» Supplied passage:
The Nang Loeng Racecourse long served as a site of political activity. Physically, the racecourse itself served as the site where, following the 14 October uprising in 1973, the National General Assembly was convened to select members for the drafting of a new constitution. Forty years later, in 2012, during the prelude to the following year's political crisis, the anti-government group Pitak Siam used the racecourse for its demonstrations. The group's leader, Gen. Boonlert Kaewprasit, was in fact also the club's honorary secretary (its main administrative post) at the time.

The Royal Turf Club's administration was mostly dominated by senior military officers. In the 1960s, the old elite's position within the club began to give way to the ruling class of the time. The country was then under the dictatorships of Sarit Thanarat and Thanom Kittikachorn, and army generals Kris Sivara, Surachit Charuserani and Chote Hiranyasthiti came to control the club's administration. Following the 1973 uprising, control was handed to Boonwong Amatayakul and Gen. Chalard Hiranyasiri, who was later succeeded by his close subordinates Maj. Gen. Sanan Kachornprasart and then Gen. Boonlert. In 2016, Gen. Vitch Devahasdin replaced Boonlert as honorary secretary.

» Given entries:
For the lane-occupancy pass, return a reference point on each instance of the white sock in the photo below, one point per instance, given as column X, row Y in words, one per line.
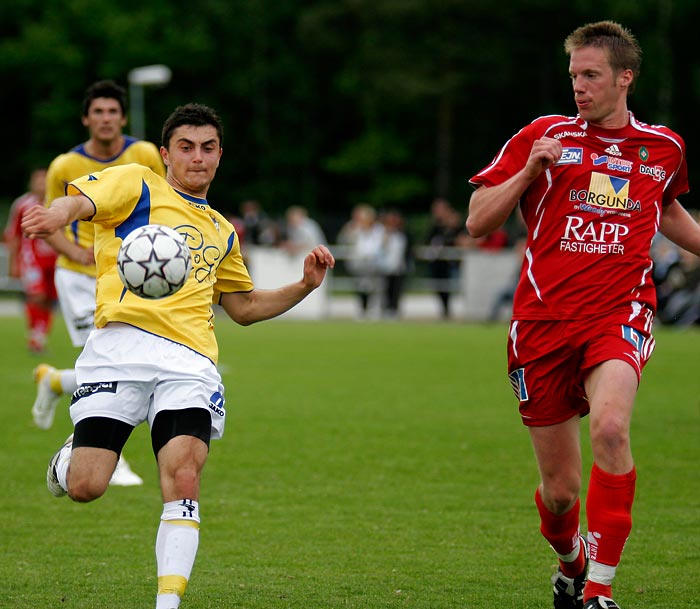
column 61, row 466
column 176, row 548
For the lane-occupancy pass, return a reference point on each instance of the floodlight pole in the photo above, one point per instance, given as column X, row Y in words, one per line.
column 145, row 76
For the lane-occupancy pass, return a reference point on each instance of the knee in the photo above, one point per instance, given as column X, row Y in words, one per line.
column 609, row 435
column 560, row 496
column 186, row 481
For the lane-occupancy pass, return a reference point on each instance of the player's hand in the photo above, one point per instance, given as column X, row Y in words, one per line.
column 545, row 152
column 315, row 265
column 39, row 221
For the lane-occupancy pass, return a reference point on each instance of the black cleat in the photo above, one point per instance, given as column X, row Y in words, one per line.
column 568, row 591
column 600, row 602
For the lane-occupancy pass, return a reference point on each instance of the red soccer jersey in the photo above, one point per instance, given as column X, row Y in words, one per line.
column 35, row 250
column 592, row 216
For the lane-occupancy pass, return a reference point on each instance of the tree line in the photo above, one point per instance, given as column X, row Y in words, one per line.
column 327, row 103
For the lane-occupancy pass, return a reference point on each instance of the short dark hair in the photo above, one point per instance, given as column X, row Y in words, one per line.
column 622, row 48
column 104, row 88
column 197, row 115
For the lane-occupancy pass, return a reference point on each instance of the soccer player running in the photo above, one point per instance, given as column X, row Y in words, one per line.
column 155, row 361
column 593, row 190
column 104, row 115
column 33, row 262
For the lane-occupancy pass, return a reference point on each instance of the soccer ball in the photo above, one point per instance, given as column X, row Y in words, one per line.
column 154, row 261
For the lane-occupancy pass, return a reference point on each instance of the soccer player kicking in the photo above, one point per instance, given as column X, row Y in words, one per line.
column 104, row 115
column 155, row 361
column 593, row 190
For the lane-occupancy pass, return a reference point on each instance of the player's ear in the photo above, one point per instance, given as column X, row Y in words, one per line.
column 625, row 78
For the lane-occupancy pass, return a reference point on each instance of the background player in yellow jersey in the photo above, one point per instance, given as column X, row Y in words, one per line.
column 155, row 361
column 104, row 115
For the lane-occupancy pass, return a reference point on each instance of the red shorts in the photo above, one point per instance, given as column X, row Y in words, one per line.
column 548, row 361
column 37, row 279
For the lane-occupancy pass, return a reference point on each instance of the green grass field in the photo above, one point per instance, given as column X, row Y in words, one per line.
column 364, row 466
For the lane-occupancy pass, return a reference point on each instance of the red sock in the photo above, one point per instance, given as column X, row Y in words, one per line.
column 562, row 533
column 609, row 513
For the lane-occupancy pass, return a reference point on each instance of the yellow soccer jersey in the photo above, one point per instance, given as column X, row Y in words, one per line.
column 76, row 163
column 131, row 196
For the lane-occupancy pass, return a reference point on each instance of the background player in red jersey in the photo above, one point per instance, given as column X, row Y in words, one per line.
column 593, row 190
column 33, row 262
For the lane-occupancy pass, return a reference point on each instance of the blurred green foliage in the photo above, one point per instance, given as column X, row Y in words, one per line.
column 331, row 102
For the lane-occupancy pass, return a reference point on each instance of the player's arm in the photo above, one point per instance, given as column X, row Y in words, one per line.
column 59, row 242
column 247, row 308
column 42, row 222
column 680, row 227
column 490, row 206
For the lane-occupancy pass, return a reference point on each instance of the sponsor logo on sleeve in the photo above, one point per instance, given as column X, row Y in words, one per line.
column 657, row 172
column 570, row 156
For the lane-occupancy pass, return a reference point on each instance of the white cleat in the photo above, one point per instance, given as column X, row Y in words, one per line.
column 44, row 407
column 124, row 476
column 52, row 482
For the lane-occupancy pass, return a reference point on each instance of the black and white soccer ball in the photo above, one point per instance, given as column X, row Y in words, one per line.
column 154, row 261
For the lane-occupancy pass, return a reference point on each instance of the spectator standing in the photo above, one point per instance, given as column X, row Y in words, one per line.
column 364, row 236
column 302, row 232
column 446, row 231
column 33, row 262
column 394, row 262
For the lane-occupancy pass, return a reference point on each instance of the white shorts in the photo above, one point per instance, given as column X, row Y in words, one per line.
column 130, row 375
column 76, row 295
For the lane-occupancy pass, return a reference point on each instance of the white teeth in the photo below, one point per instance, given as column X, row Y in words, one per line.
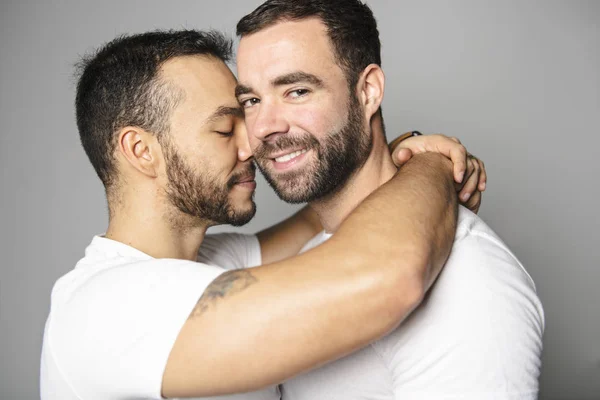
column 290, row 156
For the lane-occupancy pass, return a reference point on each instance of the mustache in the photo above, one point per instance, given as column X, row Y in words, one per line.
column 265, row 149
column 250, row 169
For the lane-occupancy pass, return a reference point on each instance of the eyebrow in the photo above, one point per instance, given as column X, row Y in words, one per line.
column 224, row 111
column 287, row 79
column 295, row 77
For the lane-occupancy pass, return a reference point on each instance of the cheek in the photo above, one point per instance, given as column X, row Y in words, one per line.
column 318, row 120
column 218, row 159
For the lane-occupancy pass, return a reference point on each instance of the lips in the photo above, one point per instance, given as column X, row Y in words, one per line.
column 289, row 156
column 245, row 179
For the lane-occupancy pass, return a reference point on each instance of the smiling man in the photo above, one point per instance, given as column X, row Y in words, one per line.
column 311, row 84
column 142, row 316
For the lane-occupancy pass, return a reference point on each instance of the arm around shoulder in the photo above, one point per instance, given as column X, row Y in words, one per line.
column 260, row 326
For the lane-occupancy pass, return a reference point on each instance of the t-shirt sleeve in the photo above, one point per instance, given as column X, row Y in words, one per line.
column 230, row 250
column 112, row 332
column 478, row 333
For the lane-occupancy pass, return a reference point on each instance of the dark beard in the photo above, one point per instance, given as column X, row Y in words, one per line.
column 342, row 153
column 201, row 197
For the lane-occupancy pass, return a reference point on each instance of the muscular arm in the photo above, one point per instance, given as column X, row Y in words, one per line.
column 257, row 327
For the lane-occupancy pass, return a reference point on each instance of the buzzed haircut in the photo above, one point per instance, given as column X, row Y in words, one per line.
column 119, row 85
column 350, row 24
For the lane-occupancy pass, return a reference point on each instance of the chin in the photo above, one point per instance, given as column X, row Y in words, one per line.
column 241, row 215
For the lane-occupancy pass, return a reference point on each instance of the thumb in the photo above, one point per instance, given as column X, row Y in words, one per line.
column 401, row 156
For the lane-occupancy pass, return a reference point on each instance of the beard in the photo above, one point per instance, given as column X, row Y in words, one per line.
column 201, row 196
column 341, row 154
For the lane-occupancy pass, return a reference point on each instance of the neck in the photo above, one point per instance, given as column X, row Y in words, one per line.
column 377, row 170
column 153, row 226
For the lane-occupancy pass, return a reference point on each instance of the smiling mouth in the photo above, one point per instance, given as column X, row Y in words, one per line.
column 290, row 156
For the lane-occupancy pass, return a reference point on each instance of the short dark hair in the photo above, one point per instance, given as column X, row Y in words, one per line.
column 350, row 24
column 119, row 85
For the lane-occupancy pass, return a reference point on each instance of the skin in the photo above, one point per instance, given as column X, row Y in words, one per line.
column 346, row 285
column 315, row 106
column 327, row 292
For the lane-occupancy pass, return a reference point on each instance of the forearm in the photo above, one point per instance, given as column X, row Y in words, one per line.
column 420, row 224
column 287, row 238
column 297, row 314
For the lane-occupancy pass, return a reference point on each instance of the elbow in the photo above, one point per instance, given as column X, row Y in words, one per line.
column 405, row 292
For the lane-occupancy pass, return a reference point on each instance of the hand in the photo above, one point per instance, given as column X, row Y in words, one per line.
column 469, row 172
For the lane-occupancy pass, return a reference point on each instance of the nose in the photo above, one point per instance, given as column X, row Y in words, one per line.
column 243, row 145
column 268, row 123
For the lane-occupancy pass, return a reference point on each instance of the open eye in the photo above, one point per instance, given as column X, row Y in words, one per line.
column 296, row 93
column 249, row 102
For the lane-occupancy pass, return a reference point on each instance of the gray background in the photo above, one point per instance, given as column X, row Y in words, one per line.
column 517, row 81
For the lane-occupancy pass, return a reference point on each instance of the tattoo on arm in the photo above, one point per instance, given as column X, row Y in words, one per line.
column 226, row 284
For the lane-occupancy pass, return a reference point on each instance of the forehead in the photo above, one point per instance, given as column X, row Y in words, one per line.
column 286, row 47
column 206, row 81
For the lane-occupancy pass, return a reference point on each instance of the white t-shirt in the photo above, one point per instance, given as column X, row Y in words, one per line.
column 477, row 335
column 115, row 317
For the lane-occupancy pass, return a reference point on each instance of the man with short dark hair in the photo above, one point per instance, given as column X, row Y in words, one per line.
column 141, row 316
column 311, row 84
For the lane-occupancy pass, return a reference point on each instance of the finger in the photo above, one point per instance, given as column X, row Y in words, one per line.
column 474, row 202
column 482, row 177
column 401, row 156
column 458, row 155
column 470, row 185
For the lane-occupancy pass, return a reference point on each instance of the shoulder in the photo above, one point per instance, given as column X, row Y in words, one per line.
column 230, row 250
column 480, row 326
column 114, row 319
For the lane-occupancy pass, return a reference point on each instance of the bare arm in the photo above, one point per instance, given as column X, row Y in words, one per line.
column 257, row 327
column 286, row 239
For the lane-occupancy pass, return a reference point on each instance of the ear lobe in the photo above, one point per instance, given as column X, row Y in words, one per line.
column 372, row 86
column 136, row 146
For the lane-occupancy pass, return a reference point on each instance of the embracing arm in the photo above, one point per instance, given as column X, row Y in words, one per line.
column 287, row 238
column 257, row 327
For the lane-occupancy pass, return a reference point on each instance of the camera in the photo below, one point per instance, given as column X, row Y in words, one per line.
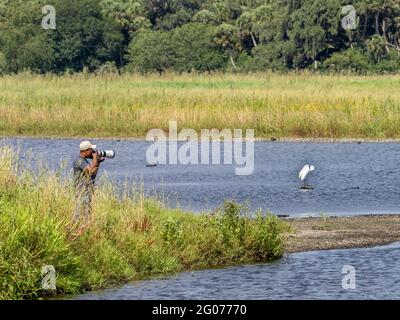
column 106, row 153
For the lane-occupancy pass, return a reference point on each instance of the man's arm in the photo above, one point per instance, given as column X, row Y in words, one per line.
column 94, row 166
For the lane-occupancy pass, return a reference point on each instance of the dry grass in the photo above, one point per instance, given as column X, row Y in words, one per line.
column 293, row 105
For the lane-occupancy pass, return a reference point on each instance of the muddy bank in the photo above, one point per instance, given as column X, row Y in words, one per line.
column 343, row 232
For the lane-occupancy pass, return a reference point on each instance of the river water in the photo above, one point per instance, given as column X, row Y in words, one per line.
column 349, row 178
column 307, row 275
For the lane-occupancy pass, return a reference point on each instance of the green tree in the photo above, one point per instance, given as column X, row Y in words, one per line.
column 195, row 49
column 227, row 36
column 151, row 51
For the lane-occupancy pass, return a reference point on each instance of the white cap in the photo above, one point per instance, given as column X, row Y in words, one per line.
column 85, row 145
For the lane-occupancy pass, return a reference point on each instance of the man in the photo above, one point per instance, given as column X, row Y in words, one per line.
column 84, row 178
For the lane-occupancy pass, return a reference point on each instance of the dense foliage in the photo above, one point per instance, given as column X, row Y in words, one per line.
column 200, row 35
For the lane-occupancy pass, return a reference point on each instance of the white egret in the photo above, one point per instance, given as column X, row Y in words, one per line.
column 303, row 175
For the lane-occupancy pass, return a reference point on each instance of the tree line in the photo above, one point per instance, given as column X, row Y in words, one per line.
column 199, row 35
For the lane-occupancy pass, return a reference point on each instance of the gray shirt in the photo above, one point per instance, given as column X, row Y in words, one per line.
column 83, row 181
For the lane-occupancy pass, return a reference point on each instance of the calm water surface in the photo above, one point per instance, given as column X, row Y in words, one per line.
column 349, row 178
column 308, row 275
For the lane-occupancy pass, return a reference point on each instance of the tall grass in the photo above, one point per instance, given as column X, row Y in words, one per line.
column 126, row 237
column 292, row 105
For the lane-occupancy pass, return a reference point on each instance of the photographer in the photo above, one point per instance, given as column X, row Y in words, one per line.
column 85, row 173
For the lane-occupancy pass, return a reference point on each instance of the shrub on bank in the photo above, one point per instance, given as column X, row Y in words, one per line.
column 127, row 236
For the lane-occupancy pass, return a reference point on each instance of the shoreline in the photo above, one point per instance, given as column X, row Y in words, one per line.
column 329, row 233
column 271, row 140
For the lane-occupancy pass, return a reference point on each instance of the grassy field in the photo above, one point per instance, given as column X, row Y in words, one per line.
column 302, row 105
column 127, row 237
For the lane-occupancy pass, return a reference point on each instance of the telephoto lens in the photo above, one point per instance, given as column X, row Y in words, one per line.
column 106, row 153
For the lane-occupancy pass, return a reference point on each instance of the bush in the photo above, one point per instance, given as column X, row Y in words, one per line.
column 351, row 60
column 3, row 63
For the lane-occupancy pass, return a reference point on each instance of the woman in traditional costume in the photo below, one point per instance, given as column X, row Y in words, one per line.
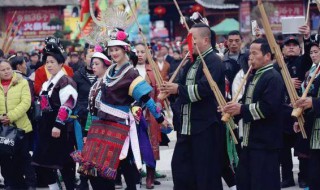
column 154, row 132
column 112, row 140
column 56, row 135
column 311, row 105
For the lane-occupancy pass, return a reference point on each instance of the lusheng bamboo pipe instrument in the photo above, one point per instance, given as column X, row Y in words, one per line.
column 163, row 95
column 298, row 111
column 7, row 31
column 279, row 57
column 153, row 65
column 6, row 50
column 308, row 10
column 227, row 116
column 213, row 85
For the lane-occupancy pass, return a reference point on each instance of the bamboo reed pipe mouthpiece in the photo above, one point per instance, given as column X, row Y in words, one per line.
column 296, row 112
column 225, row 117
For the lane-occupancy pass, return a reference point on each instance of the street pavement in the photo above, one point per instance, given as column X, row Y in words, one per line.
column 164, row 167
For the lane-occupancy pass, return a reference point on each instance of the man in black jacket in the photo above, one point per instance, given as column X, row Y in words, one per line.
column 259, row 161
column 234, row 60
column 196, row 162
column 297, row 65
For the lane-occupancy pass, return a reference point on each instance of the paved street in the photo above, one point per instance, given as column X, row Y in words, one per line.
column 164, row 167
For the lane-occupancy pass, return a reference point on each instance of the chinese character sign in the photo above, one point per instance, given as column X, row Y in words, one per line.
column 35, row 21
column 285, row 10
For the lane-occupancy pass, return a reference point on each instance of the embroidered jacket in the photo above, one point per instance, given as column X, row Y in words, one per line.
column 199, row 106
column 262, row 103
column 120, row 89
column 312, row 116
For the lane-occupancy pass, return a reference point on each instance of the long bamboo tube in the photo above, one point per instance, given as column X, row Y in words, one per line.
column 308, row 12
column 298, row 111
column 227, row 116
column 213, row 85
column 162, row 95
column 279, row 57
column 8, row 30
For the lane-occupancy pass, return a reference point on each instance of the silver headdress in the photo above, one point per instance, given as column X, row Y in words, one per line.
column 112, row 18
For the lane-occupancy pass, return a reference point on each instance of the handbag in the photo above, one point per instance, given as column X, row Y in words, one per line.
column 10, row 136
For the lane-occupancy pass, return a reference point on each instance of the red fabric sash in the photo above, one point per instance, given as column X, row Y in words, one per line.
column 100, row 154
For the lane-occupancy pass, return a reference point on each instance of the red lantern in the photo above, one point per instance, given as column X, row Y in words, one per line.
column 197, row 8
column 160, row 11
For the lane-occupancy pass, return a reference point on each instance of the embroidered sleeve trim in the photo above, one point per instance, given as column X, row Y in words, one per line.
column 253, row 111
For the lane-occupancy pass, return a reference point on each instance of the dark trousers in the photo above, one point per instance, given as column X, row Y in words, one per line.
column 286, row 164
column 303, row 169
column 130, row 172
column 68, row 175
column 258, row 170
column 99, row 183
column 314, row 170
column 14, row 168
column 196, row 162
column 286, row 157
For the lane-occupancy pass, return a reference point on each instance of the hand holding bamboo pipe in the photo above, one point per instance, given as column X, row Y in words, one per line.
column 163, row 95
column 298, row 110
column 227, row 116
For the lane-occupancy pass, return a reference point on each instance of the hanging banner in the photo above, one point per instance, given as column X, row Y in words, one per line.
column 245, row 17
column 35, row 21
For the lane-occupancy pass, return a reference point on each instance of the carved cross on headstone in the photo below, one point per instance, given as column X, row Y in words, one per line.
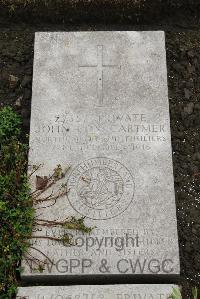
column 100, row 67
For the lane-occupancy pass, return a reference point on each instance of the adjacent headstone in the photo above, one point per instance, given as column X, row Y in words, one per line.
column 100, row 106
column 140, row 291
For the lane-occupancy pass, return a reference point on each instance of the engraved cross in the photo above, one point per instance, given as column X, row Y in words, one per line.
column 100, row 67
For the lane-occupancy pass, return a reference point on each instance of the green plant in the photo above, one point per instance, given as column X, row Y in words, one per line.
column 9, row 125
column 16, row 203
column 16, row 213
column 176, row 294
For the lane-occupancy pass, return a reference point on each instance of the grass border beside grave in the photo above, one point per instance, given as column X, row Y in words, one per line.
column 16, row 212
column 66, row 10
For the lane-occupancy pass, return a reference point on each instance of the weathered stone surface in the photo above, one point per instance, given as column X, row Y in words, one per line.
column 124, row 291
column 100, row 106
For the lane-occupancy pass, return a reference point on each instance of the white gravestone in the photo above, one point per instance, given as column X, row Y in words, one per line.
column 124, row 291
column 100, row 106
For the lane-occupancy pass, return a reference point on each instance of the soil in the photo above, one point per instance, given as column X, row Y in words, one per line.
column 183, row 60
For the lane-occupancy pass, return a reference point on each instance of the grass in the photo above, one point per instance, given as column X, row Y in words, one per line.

» Task: Name the army generals who, according to the racecourse passage, came to control the Royal Turf Club's administration in the 1960s. Rely only on the passage about the Nang Loeng Racecourse for your answers.

» Exercise result: Kris Sivara, Surachit Charuserani, Chote Hiranyasthiti